## WORK ORDER
If an entry contains a picture, omit that picture and transcribe everything else exactly.

## RECORDS TO USE
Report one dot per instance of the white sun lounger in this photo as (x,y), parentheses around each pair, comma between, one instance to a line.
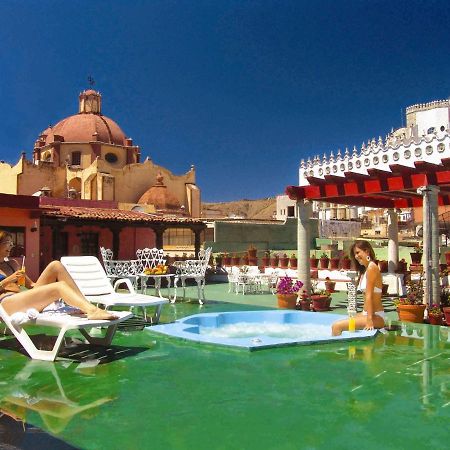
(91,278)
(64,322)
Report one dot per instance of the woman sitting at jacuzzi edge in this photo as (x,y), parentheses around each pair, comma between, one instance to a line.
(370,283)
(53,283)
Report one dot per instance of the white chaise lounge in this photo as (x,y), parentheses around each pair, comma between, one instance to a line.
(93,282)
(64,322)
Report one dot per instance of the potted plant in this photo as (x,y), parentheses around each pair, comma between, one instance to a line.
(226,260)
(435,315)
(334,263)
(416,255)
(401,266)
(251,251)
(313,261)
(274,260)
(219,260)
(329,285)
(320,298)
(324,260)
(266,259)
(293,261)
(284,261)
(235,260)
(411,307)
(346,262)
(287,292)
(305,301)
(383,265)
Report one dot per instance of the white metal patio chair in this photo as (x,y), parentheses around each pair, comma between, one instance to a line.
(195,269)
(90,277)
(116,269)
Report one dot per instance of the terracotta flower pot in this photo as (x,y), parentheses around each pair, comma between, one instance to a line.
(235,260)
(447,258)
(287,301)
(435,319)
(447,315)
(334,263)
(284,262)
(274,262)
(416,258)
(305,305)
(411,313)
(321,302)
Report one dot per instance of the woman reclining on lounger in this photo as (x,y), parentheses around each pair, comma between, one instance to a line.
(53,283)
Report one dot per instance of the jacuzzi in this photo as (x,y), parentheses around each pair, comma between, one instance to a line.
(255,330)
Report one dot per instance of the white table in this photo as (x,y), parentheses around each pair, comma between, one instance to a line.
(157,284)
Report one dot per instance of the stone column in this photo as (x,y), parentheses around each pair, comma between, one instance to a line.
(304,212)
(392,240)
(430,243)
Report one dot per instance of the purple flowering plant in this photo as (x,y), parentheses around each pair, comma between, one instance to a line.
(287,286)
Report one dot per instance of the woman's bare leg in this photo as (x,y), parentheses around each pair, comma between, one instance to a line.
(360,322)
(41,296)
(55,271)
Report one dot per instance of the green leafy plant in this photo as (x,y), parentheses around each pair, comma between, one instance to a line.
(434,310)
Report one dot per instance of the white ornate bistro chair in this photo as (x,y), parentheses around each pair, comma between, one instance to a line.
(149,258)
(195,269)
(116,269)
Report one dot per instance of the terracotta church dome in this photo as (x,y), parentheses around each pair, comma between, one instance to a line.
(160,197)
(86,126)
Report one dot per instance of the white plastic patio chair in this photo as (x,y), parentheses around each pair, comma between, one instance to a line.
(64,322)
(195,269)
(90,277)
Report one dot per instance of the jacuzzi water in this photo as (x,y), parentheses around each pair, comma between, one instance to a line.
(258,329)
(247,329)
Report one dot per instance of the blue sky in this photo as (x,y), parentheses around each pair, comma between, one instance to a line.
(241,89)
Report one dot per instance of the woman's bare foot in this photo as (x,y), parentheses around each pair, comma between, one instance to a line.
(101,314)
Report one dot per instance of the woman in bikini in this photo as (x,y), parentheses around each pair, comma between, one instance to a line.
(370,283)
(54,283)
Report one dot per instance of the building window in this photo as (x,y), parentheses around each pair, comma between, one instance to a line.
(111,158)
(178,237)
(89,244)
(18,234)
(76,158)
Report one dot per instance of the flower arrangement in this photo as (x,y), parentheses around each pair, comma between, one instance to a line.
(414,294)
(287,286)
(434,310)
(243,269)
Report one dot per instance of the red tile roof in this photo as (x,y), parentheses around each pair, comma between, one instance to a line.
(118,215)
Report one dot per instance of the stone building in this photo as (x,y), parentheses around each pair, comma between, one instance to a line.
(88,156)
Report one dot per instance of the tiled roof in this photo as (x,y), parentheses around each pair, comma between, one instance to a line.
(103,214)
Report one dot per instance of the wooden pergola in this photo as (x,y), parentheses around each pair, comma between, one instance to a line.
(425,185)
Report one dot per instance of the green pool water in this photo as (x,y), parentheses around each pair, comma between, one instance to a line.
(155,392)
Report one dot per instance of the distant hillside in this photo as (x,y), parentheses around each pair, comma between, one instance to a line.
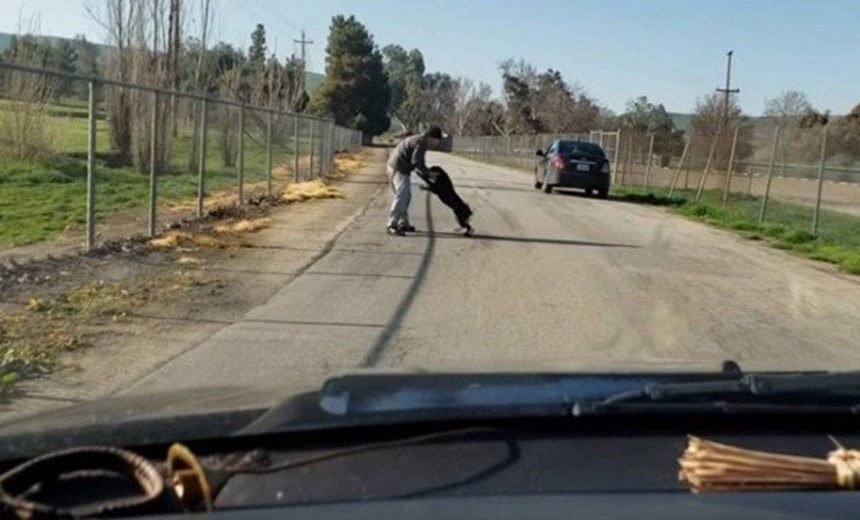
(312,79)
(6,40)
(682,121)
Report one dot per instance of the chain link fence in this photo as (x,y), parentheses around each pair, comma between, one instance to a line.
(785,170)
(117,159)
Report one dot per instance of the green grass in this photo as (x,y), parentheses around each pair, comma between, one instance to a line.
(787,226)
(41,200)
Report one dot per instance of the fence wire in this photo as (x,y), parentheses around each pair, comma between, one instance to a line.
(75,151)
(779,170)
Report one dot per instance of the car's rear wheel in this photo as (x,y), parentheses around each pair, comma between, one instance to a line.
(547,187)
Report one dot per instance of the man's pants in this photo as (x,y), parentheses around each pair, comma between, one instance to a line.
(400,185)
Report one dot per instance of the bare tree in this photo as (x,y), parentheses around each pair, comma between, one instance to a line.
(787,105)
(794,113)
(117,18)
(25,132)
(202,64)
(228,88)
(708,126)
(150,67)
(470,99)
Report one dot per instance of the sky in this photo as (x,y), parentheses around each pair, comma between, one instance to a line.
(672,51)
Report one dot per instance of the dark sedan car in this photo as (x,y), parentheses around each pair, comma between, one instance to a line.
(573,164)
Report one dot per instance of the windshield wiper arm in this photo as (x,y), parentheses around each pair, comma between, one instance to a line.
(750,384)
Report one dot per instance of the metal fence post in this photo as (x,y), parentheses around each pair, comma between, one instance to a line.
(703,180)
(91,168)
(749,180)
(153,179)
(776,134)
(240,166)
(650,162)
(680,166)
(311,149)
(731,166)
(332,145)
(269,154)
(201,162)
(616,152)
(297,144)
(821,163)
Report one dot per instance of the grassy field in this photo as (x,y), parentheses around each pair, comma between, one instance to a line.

## SOLUTION FOR THIS EXERCISE
Report one dot per instance of the white sun lounger in this photo as (x,y), parentheses around each pair, comma between, one instance to a line.
(91,278)
(64,322)
Report one dot per instance of the woman sitting at jacuzzi edge in this photo as (x,y), parentheses around each pair, comma between, one instance to a line.
(370,283)
(53,283)
Report one dot per instance of the white chaise lounge in this photo as (x,y), parentheses around each pair, comma between, one instance to a line.
(93,282)
(64,322)
Report one dot per instance of the potted plant in this photo as (x,y), parentheses around each pair, comma between, one instance to a line.
(226,260)
(435,315)
(334,263)
(416,255)
(401,266)
(251,251)
(313,261)
(274,260)
(219,260)
(329,285)
(320,298)
(324,260)
(266,259)
(293,261)
(284,261)
(235,260)
(411,307)
(346,262)
(287,292)
(305,301)
(383,265)
Report one dot per instance of the white metal patio chair in this photo as (x,y), parentheses around each pair, comma between, one instance to a line.
(195,269)
(90,277)
(116,269)
Report one dot per instance of the terracotta flower pot in this photo as (x,y), parentheses around each pair, comma between, one instance to a line.
(235,260)
(447,258)
(287,301)
(435,319)
(447,315)
(334,263)
(284,262)
(274,262)
(416,258)
(305,305)
(411,313)
(321,302)
Report one dot per instance of the woman reclining on lounger in this photo as (x,y), parentheses around each pair, comma between, one instance to a line.
(53,283)
Report one dot per instance of the jacuzzi in this photo as (x,y), parentheses around each pair, comma between, one instance to a line.
(255,330)
Report one dot per instance of the white table in this photo as (x,y), parentheses around each pair, comma between, one instance to a line.
(157,284)
Report one dot per instance of the stone column in this photo as (x,y), parentheses around each pair, comma between, one instance to a line.
(304,212)
(392,240)
(430,243)
Report one dot per instance of the purple flowering plant in this photo as (x,y), parentheses around each pair, comma between, one instance to a line.
(287,286)
Report one dot per instance of the woman's bare leg in this photo as (x,y), parentheses around each pair, comma between, one instance to a line.
(360,322)
(41,296)
(55,271)
Report one dot per instance of the green leafy plant in this photo as (x,y), parentheses around each pair, comma between, one instance to a line.
(434,310)
Report one dot per instance of the white ornate bistro chair in this photo as (x,y), parentheses around each pair, comma between, one instance to a line.
(149,258)
(195,269)
(116,269)
Report one dot per instance of the terracotta church dome in this photo as (x,y), parentheses around each pair, comma between, one instance to a line.
(160,197)
(86,126)
Report one dot per instance of the white plastic patio chair in this photo as (x,y), parentheses around each pair, comma between, one instance to a line.
(64,322)
(195,269)
(90,277)
Report one dot per instance of the jacuzzi water in this photo as (x,y), parentheses around each pair, comma between, one instance to a line.
(258,329)
(247,329)
Report one dot per instance of the blue sky in this photo as (x,y), parentheses around each pair, comma between, one instance to a line.
(241,89)
Report one dot per instance of the woman's bare foot in this photo as (x,y), parentheses around each pair, comma between, one instance to a line.
(101,314)
Report one dot per instance of the woman in bikini in this photo as (x,y), parentheses around each pair, comma between, one instance to a line.
(370,283)
(54,283)
Report one dot per instance of the building window in this photo as (x,y), parentheses around each pair, comma between, one instance to a line.
(111,158)
(178,237)
(89,244)
(18,234)
(76,158)
Report one dot per instance of the flower arrangement in this photo as (x,y), parentheses around each pair, comma between, one instance to a line.
(414,294)
(287,286)
(434,310)
(243,269)
Report one dot per instance of the red tile roof in this photo as (x,y), parentheses around each pair, comma between, one instance to a line.
(118,215)
Report one dot per instance of the stone building in this photo as (x,y), parentheses around each pair, comma between, one instance to a line.
(88,156)
Report one dot per instance of the tiled roof in this photo as (x,y), parentheses around each pair, comma between, one instance to a line.
(103,214)
Report one dot per instance of the wooden pergola in this photo as (x,y), parentheses around each pair, comma between, one instance to a line.
(425,185)
Report one dot per instance of the green pool water in this photo as (x,y), parentheses around each pair, comma between, one instance to a line.
(155,392)
Report one dot per instance of the distant hillside in this photo as (x,y), parentheses around each pair, comma between, one instance to a line.
(312,79)
(6,40)
(682,121)
Report one dot per instance of the chain link fence in this photo as (x,y), parentheses around each pair, comma between, one instance to a line.
(785,170)
(117,159)
Report one dot per instance of the green grass in this photo as (x,y), parentheses around each pair, comma between, one instance to a line.
(787,226)
(41,200)
Report one dot per instance of the fence wire in this photo as (x,y), parentheses around each pair, comma between, one instance to a line.
(75,151)
(779,170)
Report one dot per instance of the car's rear wheel in this photo as (x,y), parentheses around each pair, comma between, one instance to a line.
(547,187)
Report one dot per instance of the man's pants in this photo as (x,y), parentheses around each pair, comma between, one instance to a line.
(400,185)
Report one dot per instance of the bare tree in this photo as (x,y), parentheses around each pair, comma between, one instance to a line.
(787,105)
(794,113)
(117,18)
(25,132)
(202,64)
(228,88)
(708,126)
(150,67)
(470,99)
Report one dot per instance of the sky in this photo as (x,y), parentheses around each pair, comma between, one instance to a line.
(672,51)
Report one dot per instance of the dark sedan car in this photo as (x,y), parentheses around each pair, comma between, one instance to a line.
(573,164)
Report one dot per instance of the windshield wiper arm in this photo as (x,y), parentheses around each pair, comma between, one instance to a line.
(750,384)
Report one dot per instance of the metal fence post in this photo as (x,y), parentheses around each pair, comma between, one instance to a line.
(703,180)
(91,168)
(749,180)
(153,179)
(776,134)
(240,166)
(650,162)
(680,166)
(311,149)
(731,166)
(332,145)
(269,154)
(201,162)
(616,152)
(297,144)
(821,163)
Report one dot per instance of the grassy field in this photo as (x,y), parentheses around each pair, comma between, one instance to a line.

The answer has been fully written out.